__Prompt__. Reproduce the entries below word for word, from the line containing "Could you point at the mud" through the end of the entries, both ends included. Leave the pictures out of your copy.

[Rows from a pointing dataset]
--
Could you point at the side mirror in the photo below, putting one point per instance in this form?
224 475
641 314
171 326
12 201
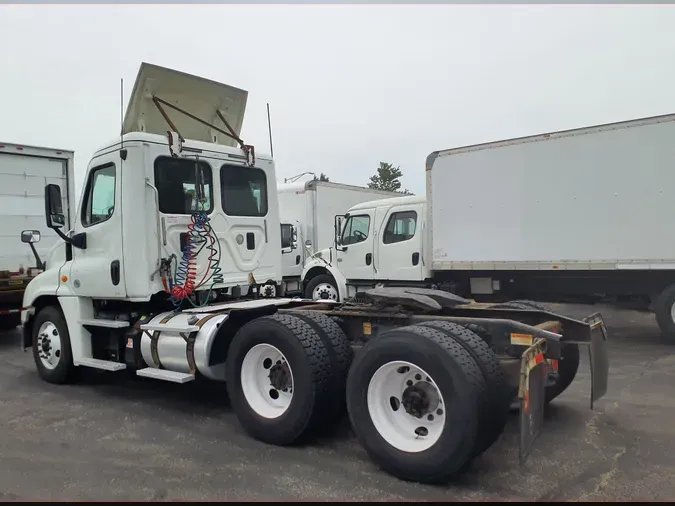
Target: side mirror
30 236
286 237
338 230
54 207
294 237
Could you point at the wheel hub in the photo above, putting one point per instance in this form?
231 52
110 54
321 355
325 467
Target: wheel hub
280 376
325 292
49 345
420 399
46 344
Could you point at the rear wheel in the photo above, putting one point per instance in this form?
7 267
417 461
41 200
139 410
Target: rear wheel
412 397
340 354
278 378
51 346
322 287
494 407
568 365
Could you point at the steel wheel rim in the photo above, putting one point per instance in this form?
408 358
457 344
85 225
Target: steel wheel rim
49 345
387 400
262 370
326 289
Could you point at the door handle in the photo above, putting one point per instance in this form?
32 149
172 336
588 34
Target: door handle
115 272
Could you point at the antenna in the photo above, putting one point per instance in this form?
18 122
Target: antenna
121 114
269 128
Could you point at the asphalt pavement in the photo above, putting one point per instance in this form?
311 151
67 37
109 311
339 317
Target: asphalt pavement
111 437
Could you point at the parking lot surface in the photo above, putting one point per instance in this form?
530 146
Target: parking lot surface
110 437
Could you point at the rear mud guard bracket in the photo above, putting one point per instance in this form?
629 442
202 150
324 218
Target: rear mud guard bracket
598 357
533 374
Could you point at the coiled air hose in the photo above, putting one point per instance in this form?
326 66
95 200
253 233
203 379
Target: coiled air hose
200 236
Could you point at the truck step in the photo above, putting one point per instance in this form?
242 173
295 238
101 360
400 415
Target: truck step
162 327
100 322
105 365
164 375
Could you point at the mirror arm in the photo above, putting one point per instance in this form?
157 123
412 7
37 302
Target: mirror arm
78 240
38 261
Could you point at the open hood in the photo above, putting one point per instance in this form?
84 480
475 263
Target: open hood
195 95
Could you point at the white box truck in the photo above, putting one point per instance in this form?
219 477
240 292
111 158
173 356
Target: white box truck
180 205
307 210
579 215
24 172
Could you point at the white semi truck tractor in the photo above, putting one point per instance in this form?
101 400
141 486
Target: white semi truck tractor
177 231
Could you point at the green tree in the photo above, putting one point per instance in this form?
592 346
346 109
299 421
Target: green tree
322 177
387 179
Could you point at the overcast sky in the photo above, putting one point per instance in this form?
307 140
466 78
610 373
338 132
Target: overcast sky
348 86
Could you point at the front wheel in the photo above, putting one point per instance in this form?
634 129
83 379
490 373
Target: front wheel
322 287
51 346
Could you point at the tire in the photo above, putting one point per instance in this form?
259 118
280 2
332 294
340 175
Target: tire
340 354
310 366
461 385
322 279
47 321
663 307
494 406
568 366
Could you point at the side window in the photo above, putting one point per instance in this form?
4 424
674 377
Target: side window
176 180
400 227
243 190
99 196
356 230
286 236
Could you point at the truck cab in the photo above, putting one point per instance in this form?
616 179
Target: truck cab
176 211
377 241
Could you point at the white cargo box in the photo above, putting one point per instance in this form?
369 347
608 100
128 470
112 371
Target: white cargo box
24 173
593 198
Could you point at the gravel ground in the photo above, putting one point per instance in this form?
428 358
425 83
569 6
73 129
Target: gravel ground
113 438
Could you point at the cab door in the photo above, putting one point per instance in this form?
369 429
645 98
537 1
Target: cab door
399 244
98 270
355 251
291 251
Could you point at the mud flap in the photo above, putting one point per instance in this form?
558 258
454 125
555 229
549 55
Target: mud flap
598 356
533 375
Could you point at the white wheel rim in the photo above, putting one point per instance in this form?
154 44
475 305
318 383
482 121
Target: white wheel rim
270 291
385 397
49 345
265 398
324 291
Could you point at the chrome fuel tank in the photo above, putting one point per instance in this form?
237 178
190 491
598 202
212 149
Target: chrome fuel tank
182 342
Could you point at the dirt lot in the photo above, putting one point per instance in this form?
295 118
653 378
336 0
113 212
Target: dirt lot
113 439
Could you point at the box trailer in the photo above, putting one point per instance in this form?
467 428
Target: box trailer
573 216
24 172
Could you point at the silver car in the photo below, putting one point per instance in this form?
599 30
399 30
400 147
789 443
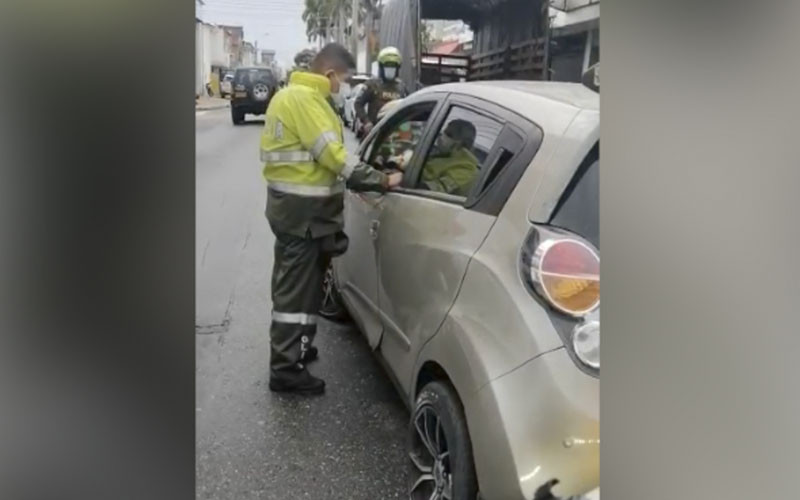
--
__Result of this task__.
Could you point at the mud flap in the photo above, putting one point per instance in this form?
558 258
454 125
555 229
549 55
Target: mud flap
598 356
533 375
Could you point at the white wheel rim in the photo above, putting one point per instance in this form?
154 44
475 305
318 383
482 121
Target: white wheel rim
270 291
385 397
49 345
265 398
324 291
Could you point at the chrome fuel tank in the photo above, putting one point per instance in this form?
237 178
190 491
598 202
212 149
Target: chrome fuel tank
182 342
Could you point at the dirt lot in the photo above, putting one point per instance in this form?
295 118
653 378
336 0
113 212
Target: dirt lot
113 439
Could you point at the box trailer in the photo above, putting one point per instance in this form?
467 428
Target: box trailer
573 216
24 172
Could you point at the silver car in the photo below, putting one point per instance in this form?
599 30
399 30
400 147
789 443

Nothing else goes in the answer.